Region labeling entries
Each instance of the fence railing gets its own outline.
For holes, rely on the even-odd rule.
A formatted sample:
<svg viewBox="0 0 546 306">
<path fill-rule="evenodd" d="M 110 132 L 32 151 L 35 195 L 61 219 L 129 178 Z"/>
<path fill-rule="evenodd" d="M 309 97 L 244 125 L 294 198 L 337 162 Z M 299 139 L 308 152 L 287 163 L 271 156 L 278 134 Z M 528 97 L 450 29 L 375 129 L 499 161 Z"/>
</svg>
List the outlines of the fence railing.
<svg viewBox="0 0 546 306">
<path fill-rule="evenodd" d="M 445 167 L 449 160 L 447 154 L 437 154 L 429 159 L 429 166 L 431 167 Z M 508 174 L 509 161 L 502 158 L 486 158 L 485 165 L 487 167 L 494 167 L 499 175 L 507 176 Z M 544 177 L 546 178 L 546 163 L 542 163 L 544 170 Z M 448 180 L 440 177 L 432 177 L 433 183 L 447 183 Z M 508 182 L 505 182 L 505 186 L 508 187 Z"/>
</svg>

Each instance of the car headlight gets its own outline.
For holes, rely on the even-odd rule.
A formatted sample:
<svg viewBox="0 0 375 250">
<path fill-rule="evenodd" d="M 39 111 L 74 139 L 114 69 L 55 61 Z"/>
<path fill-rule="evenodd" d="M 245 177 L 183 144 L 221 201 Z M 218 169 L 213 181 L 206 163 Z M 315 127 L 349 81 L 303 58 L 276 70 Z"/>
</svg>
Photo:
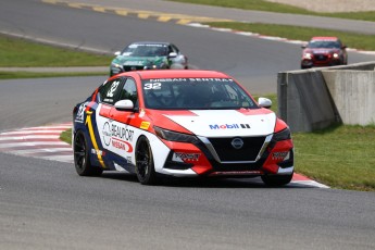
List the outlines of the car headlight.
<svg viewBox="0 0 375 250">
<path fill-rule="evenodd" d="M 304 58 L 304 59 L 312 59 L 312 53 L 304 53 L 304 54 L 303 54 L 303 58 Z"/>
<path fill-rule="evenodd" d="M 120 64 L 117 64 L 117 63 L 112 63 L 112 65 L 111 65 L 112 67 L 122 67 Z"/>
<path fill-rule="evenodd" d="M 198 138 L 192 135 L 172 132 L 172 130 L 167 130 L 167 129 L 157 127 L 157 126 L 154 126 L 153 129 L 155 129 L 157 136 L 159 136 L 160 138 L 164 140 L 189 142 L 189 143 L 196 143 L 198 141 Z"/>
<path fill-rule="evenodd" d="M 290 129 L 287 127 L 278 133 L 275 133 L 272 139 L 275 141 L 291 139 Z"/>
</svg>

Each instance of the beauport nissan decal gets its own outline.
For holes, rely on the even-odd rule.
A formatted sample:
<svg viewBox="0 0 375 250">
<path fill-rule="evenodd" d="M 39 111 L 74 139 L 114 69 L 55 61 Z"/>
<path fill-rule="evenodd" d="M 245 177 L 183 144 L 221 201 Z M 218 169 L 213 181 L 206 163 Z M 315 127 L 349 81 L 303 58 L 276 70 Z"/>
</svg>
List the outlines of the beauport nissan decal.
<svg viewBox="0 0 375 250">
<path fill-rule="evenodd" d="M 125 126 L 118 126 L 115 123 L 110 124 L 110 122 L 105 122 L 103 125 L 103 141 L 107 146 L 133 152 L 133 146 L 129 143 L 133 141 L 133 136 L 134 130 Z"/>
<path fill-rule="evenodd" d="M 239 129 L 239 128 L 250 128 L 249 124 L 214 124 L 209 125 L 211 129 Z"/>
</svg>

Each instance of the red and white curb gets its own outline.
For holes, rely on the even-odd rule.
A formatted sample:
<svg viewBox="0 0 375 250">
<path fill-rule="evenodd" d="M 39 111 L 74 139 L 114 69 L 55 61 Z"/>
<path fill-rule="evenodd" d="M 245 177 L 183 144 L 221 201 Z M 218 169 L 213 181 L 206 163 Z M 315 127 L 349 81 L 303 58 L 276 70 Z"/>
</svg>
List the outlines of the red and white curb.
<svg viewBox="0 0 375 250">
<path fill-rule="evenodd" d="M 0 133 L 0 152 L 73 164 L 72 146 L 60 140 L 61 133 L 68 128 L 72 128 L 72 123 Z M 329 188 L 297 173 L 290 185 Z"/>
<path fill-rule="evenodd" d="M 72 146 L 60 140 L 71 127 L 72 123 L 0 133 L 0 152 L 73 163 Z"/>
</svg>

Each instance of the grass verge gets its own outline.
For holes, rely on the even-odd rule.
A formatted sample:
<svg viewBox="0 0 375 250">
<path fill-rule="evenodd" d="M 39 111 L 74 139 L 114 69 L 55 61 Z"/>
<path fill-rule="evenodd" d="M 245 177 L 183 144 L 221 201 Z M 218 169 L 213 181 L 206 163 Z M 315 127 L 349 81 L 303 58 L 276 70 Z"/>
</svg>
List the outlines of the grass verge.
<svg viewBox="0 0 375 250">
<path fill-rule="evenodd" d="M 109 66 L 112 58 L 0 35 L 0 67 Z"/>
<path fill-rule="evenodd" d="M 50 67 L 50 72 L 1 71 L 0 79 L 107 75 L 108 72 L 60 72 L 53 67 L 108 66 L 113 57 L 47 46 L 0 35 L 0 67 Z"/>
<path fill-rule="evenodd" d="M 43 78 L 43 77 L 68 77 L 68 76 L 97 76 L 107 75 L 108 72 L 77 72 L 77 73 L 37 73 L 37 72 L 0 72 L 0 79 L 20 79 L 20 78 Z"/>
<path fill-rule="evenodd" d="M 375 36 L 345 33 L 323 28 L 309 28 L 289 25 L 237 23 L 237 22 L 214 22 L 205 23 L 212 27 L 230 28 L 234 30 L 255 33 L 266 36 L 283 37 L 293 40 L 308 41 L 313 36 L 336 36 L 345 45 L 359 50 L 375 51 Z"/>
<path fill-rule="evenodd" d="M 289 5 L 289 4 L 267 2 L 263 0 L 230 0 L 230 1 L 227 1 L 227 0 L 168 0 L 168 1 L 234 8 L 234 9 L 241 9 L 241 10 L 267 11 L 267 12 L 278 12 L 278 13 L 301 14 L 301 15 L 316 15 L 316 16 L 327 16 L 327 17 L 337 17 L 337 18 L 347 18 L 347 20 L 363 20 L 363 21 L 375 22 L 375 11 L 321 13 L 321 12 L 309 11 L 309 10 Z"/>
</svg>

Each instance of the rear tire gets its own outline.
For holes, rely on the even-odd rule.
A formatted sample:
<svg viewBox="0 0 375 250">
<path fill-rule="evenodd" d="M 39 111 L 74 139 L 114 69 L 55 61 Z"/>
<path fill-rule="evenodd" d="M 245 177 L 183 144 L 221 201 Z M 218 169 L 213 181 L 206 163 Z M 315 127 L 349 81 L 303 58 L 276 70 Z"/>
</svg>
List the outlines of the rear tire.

## [Problem to work on]
Lay out the entries above as a JSON list of strings, with one string per line. Skip blank lines and leave the pictures out.

## [Response to the task]
[
  "Each instance of the fence railing gets its own outline.",
  "For holes, rely on the even-odd rule.",
  "A formatted sample:",
  "<svg viewBox=\"0 0 546 306\">",
  "<path fill-rule=\"evenodd\" d=\"M 110 132 L 32 151 L 35 195 L 61 219 L 129 178 Z\"/>",
  "<path fill-rule=\"evenodd\" d=\"M 309 97 L 244 125 L 294 198 L 337 162 Z M 299 139 L 308 152 L 287 163 L 271 156 L 278 134 Z M 528 97 L 450 29 L 375 129 L 499 161 Z\"/>",
  "</svg>",
  "List the outlines of the fence railing.",
  "<svg viewBox=\"0 0 546 306\">",
  "<path fill-rule=\"evenodd\" d=\"M 445 167 L 449 160 L 447 154 L 437 154 L 429 159 L 429 166 L 431 167 Z M 508 174 L 509 161 L 502 158 L 486 158 L 485 165 L 487 167 L 494 167 L 499 175 L 507 176 Z M 544 177 L 546 178 L 546 163 L 542 163 L 544 170 Z M 448 180 L 440 177 L 432 177 L 433 183 L 447 183 Z M 508 182 L 505 182 L 505 186 L 508 187 Z\"/>",
  "</svg>",
  "Each instance of the car headlight gets its own outline.",
  "For holes, rely on the even-odd rule.",
  "A formatted sample:",
  "<svg viewBox=\"0 0 375 250\">",
  "<path fill-rule=\"evenodd\" d=\"M 39 111 L 74 139 L 114 69 L 55 61 Z\"/>",
  "<path fill-rule=\"evenodd\" d=\"M 245 177 L 183 144 L 221 201 Z M 218 169 L 213 181 L 206 163 Z M 315 127 L 349 81 L 303 58 L 276 70 Z\"/>",
  "</svg>",
  "Photo:",
  "List the outlines of the car headlight.",
  "<svg viewBox=\"0 0 375 250\">",
  "<path fill-rule=\"evenodd\" d=\"M 304 58 L 304 59 L 312 59 L 312 53 L 304 53 L 304 54 L 303 54 L 303 58 Z\"/>",
  "<path fill-rule=\"evenodd\" d=\"M 120 64 L 117 64 L 117 63 L 112 63 L 112 65 L 111 65 L 112 67 L 122 67 Z\"/>",
  "<path fill-rule=\"evenodd\" d=\"M 198 138 L 192 135 L 172 132 L 172 130 L 167 130 L 167 129 L 157 127 L 157 126 L 154 126 L 153 129 L 155 129 L 157 136 L 159 136 L 160 138 L 164 140 L 189 142 L 189 143 L 196 143 L 198 141 Z\"/>",
  "<path fill-rule=\"evenodd\" d=\"M 290 129 L 287 127 L 278 133 L 275 133 L 272 139 L 275 141 L 291 139 Z\"/>",
  "</svg>",
  "Each instance of the beauport nissan decal gets its own outline.",
  "For holes, rely on the even-odd rule.",
  "A formatted sample:",
  "<svg viewBox=\"0 0 375 250\">",
  "<path fill-rule=\"evenodd\" d=\"M 39 111 L 74 139 L 114 69 L 55 61 Z\"/>",
  "<path fill-rule=\"evenodd\" d=\"M 245 177 L 183 144 L 221 201 Z M 218 169 L 213 181 L 206 163 Z M 315 127 L 349 81 L 303 58 L 276 70 Z\"/>",
  "</svg>",
  "List the outlines of the beauport nissan decal.",
  "<svg viewBox=\"0 0 375 250\">",
  "<path fill-rule=\"evenodd\" d=\"M 125 126 L 118 126 L 115 123 L 110 124 L 110 122 L 105 122 L 103 125 L 103 141 L 107 146 L 133 152 L 133 146 L 129 143 L 133 141 L 133 136 L 134 130 Z\"/>",
  "<path fill-rule=\"evenodd\" d=\"M 239 129 L 239 128 L 250 128 L 249 124 L 214 124 L 209 125 L 211 129 Z\"/>",
  "</svg>",
  "Each instance of the red and white curb gets its own outline.",
  "For holes, rely on the even-odd rule.",
  "A formatted sample:",
  "<svg viewBox=\"0 0 375 250\">",
  "<path fill-rule=\"evenodd\" d=\"M 39 111 L 74 139 L 114 69 L 55 61 Z\"/>",
  "<path fill-rule=\"evenodd\" d=\"M 245 177 L 183 144 L 221 201 Z M 218 169 L 213 181 L 206 163 Z M 315 127 L 349 81 L 303 58 L 276 70 Z\"/>",
  "</svg>",
  "List the outlines of the red and white curb.",
  "<svg viewBox=\"0 0 375 250\">",
  "<path fill-rule=\"evenodd\" d=\"M 0 133 L 0 152 L 73 164 L 72 146 L 60 140 L 61 133 L 68 128 L 72 128 L 72 123 Z M 329 188 L 297 173 L 290 185 Z\"/>",
  "<path fill-rule=\"evenodd\" d=\"M 72 146 L 60 140 L 71 127 L 72 123 L 0 133 L 0 152 L 73 163 Z\"/>",
  "</svg>",
  "Each instance of the grass verge gets its own outline.",
  "For holes, rely on the even-odd rule.",
  "A formatted sample:",
  "<svg viewBox=\"0 0 375 250\">",
  "<path fill-rule=\"evenodd\" d=\"M 39 111 L 74 139 L 114 69 L 55 61 Z\"/>",
  "<path fill-rule=\"evenodd\" d=\"M 245 177 L 183 144 L 221 201 Z M 218 169 L 213 181 L 206 163 Z M 315 127 L 349 81 L 303 58 L 276 70 Z\"/>",
  "</svg>",
  "List the outlines of the grass verge.",
  "<svg viewBox=\"0 0 375 250\">",
  "<path fill-rule=\"evenodd\" d=\"M 109 66 L 112 58 L 0 35 L 0 67 Z\"/>",
  "<path fill-rule=\"evenodd\" d=\"M 50 67 L 50 72 L 1 71 L 0 79 L 107 75 L 108 72 L 60 72 L 53 67 L 108 66 L 113 57 L 47 46 L 0 35 L 0 67 Z\"/>",
  "<path fill-rule=\"evenodd\" d=\"M 43 78 L 43 77 L 68 77 L 68 76 L 97 76 L 107 75 L 108 72 L 77 72 L 77 73 L 37 73 L 37 72 L 0 72 L 0 79 L 20 79 L 20 78 Z\"/>",
  "<path fill-rule=\"evenodd\" d=\"M 375 36 L 345 33 L 323 28 L 309 28 L 289 25 L 237 23 L 237 22 L 214 22 L 205 23 L 212 27 L 230 28 L 234 30 L 255 33 L 266 36 L 283 37 L 293 40 L 308 41 L 313 36 L 336 36 L 345 45 L 359 50 L 375 51 Z\"/>",
  "<path fill-rule=\"evenodd\" d=\"M 289 5 L 289 4 L 267 2 L 263 0 L 230 0 L 230 1 L 227 1 L 227 0 L 168 0 L 168 1 L 234 8 L 234 9 L 241 9 L 241 10 L 267 11 L 267 12 L 278 12 L 278 13 L 301 14 L 301 15 L 316 15 L 316 16 L 327 16 L 327 17 L 337 17 L 337 18 L 347 18 L 347 20 L 363 20 L 363 21 L 375 22 L 375 11 L 321 13 L 321 12 L 309 11 L 309 10 Z\"/>",
  "</svg>",
  "Each instance of the rear tire gets its own outline.",
  "For holes, rely on the even-odd rule.",
  "A formatted sample:",
  "<svg viewBox=\"0 0 375 250\">",
  "<path fill-rule=\"evenodd\" d=\"M 39 111 L 74 139 L 114 69 L 55 61 Z\"/>",
  "<path fill-rule=\"evenodd\" d=\"M 245 177 L 183 144 L 221 201 Z M 218 169 L 213 181 L 206 163 Z M 315 127 L 349 81 L 303 58 L 276 70 Z\"/>",
  "</svg>",
  "List the outlines of the rear tire."
]